Problem:
Only one span belongs in the answer: the line holding "Provide coordinates as" through the last line of the entries below, retyped exactly.

■ ■ ■ ■

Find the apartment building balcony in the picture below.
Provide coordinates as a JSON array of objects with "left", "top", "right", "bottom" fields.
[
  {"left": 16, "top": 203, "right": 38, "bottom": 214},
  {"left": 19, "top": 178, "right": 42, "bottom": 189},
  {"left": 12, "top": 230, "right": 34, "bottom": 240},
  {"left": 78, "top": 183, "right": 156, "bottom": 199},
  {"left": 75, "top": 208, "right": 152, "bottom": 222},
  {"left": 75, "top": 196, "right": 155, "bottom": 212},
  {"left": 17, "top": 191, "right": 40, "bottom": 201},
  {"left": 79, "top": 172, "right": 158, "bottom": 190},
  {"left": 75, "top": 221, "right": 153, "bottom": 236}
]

■ ■ ■ ■

Written solution:
Provide coordinates as a JSON array of objects with "left", "top", "right", "bottom" fields.
[
  {"left": 16, "top": 203, "right": 38, "bottom": 214},
  {"left": 19, "top": 178, "right": 42, "bottom": 189},
  {"left": 12, "top": 230, "right": 34, "bottom": 240},
  {"left": 78, "top": 183, "right": 156, "bottom": 199},
  {"left": 75, "top": 208, "right": 152, "bottom": 222},
  {"left": 75, "top": 196, "right": 155, "bottom": 212},
  {"left": 17, "top": 191, "right": 40, "bottom": 201},
  {"left": 79, "top": 172, "right": 158, "bottom": 190},
  {"left": 75, "top": 221, "right": 153, "bottom": 236}
]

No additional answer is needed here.